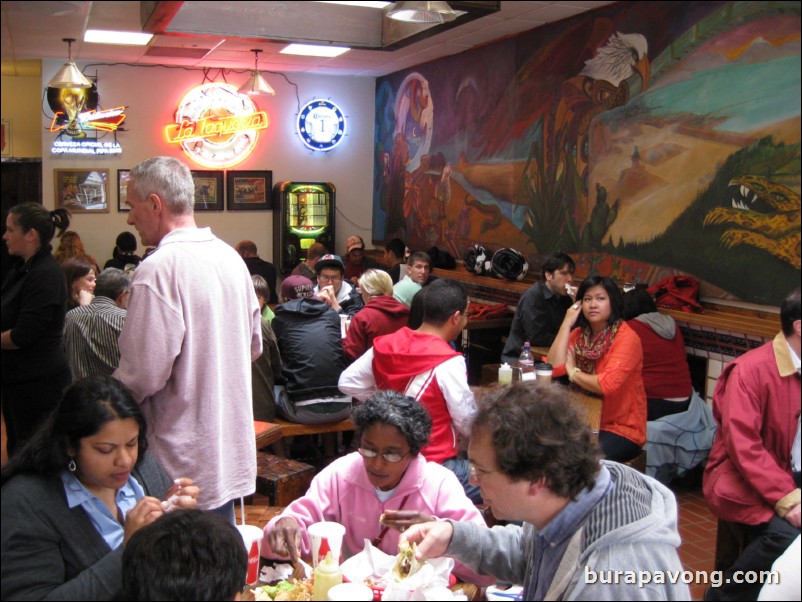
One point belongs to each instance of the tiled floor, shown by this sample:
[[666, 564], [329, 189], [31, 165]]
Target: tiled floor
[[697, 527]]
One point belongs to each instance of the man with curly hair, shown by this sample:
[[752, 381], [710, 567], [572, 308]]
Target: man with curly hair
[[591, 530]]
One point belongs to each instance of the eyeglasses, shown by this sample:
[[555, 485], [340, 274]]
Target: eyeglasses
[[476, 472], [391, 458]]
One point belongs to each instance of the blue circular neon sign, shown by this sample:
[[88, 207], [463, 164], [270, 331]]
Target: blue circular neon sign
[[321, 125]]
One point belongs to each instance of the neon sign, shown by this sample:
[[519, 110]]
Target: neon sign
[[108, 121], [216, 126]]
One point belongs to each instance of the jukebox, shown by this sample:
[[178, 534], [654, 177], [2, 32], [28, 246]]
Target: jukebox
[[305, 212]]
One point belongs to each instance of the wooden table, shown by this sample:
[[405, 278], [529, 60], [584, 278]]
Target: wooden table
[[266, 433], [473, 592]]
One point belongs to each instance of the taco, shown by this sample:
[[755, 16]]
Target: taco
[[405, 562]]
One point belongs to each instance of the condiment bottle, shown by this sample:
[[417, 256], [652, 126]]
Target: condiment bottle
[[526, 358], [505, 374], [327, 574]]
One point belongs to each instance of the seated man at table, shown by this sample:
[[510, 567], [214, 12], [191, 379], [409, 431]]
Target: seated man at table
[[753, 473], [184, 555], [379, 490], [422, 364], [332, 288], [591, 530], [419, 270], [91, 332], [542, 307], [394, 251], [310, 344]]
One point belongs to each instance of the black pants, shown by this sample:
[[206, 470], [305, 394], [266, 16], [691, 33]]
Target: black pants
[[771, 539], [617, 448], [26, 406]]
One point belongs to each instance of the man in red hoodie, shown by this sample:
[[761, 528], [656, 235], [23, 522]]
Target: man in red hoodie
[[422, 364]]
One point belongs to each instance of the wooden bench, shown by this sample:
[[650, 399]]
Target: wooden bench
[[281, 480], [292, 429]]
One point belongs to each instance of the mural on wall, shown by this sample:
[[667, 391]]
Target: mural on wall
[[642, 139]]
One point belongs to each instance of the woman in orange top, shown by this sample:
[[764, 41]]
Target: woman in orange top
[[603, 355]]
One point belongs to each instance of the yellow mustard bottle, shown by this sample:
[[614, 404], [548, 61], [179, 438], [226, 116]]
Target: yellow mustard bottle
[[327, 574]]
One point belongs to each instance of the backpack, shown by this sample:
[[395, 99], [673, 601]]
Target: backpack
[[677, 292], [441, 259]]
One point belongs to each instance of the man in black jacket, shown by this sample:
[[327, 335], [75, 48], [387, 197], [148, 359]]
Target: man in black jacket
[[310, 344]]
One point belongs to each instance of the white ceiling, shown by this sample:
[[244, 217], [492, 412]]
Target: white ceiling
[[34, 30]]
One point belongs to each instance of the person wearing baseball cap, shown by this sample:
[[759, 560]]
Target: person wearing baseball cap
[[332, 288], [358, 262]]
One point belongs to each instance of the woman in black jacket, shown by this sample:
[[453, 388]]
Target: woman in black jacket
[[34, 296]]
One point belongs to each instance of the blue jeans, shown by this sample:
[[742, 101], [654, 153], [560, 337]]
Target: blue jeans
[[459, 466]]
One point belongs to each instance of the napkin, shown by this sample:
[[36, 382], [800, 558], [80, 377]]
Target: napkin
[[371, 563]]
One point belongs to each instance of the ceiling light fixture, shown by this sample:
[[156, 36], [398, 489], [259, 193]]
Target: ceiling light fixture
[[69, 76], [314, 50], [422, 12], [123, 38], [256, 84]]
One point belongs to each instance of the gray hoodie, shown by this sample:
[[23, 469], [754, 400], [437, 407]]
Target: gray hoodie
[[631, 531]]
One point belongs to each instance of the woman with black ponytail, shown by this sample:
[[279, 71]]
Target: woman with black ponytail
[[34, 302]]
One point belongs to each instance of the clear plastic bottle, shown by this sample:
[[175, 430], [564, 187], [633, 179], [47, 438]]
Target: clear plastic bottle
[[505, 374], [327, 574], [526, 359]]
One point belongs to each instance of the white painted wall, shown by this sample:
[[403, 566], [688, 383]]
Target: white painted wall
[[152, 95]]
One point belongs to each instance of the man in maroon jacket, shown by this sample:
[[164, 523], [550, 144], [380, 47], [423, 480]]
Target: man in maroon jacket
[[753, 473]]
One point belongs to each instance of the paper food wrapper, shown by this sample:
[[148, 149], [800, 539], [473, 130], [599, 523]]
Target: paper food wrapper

==================================================

→ Job: Set out every line of the rows above as a numbered list, skipping blank lines and leaving out the pictures.

→ Written solution:
1. One point belongs to each instance of the tiled floor, shown by this sample:
2. [[666, 564], [329, 189], [31, 165]]
3. Target: tiled floor
4. [[697, 527]]
5. One point belongs to each instance of the man with curly hair, shown by this sample:
6. [[752, 381], [710, 567], [572, 308]]
7. Target: man with curly hair
8. [[591, 530]]
9. One point belongs to each instance of the eyeglasses, shown by this sample:
10. [[555, 485], [340, 274]]
11. Target: eyeglasses
12. [[476, 472], [391, 458]]
13. One point belongs to each instance of the blue circular neon sign, shown by this sample:
14. [[88, 207], [463, 164], [270, 331]]
15. Target: blue circular neon sign
16. [[321, 125]]
17. One point belongs to each instance of the neon sign, shown by this sample:
18. [[519, 110]]
19. Target: neon sign
20. [[108, 121], [216, 126]]
21. One point belongs to each instance of the jukebox, shown by this sample:
22. [[178, 534], [654, 177], [2, 32], [28, 246]]
23. Target: jukebox
24. [[305, 212]]
25. One point belongs to each instance of the wooden table, shown by this sample:
26. [[405, 278], [529, 60], [584, 278]]
27. Target: wooden table
28. [[266, 433], [473, 592]]
29. One point belongs to each instance of the taco, shown by this sample:
30. [[755, 16]]
31. Target: taco
32. [[405, 562]]
33. One point belongs to each instance of the condiment bottle, shown by this sample:
34. [[417, 256], [652, 126]]
35. Target: condiment bottle
36. [[526, 358], [505, 374], [327, 574]]
37. One point belongs to each instance of the seated man at table, shown by this sample:
38. [[510, 567], [214, 12], [191, 379], [409, 431]]
39. Target: seated man at table
40. [[753, 473], [184, 555], [379, 490], [422, 364], [332, 288], [591, 530], [419, 270], [91, 332], [542, 307], [394, 251], [310, 344]]
41. One point belongs to each instance of the black pants, shown by this sample:
42. [[206, 470], [305, 394], [266, 16], [691, 33]]
43. Target: black pants
44. [[771, 539], [617, 448], [26, 406]]
45. One point belongs to each instance of the man in red hoodie, shown by this sample:
46. [[761, 528], [656, 235], [23, 522]]
47. Target: man in red hoodie
48. [[422, 364]]
49. One point belongs to each instance of the wooden bench, shown by this sample:
50. [[650, 399]]
51. Target: wooden bench
52. [[281, 480], [292, 429]]
53. One point belongs to each instance of the mural on wall, shown by this sample:
54. [[667, 391]]
55. Target: mural on wall
56. [[642, 139]]
57. One point belongs to each instance of the woman in orange top, shown by this sample:
58. [[764, 41]]
59. Target: woman in orange top
60. [[603, 355]]
61. One point belongs to each instance of the yellow mustard bottle, shown by this sample:
62. [[614, 404], [548, 61], [179, 438], [226, 116]]
63. Target: yellow mustard bottle
64. [[327, 574]]
65. One point belongs to each instance of the backpack, shown by this sample:
66. [[395, 99], [673, 601]]
67. Target: backpack
68. [[677, 292], [441, 259]]
69. One point belongs to each instance of the man in black jacket, shown by this sample:
70. [[327, 335], [75, 48], [387, 197], [148, 359]]
71. Target: man in black jacket
72. [[310, 344]]
73. One point belongs to each instance of the white ceiling, shown by this sample:
74. [[244, 217], [492, 412]]
75. Target: white ceiling
76. [[34, 30]]
77. One point belongs to each instance of the person wearing baseball cap, shown by this sample:
78. [[759, 560]]
79. Target: person wearing baseball cap
80. [[332, 288], [358, 262]]
81. One point belongs to each instance of the woman in black jacket, shown by this sample:
82. [[453, 388]]
83. Target: woman in black jacket
84. [[34, 296]]
85. One point belongs to each instance of the blue jeans, shown by this sample:
86. [[742, 101], [654, 153], [560, 337]]
87. Target: blue jeans
88. [[459, 466]]
89. One point belongs to each instance of the napkin, shown by this sample:
90. [[36, 382], [800, 558], [80, 377]]
91. Target: napkin
92. [[371, 563]]
93. One point belongs to each instance of the ceiling light fixture, shown by this sample:
94. [[156, 36], [398, 489], [259, 193]]
95. Target: ceiling light fixture
96. [[69, 76], [314, 50], [422, 12], [123, 38], [256, 84]]
97. One point belongs to each instance of the gray hoodie, shown by this sample:
98. [[23, 469], [754, 400], [437, 407]]
99. Target: gray hoodie
100. [[631, 531]]
101. One point belongs to each instance of the woman with black ponytail, shown by this sample:
102. [[279, 71]]
103. Target: woman with black ponytail
104. [[34, 302]]
105. One point belongs to each instance of the clear plastic bottle, shown by this sample:
106. [[175, 430], [564, 187], [633, 179], [47, 438]]
107. Target: clear plastic bottle
108. [[505, 374], [327, 574], [526, 359]]
109. One point belongs to each instance of the white painted wall, shown by this sample:
110. [[403, 566], [688, 383]]
111. Target: white painted wall
112. [[152, 95]]
113. One point belongs to each instance of the man in maroon jacket, shown by this sample:
114. [[164, 523], [550, 144], [380, 47], [423, 480]]
115. Target: man in maroon jacket
116. [[753, 473]]
117. One point belongs to each instance of the paper food wrapper, shown by this sample:
118. [[148, 149], [800, 539], [473, 130], [599, 523]]
119. Target: paper food wrapper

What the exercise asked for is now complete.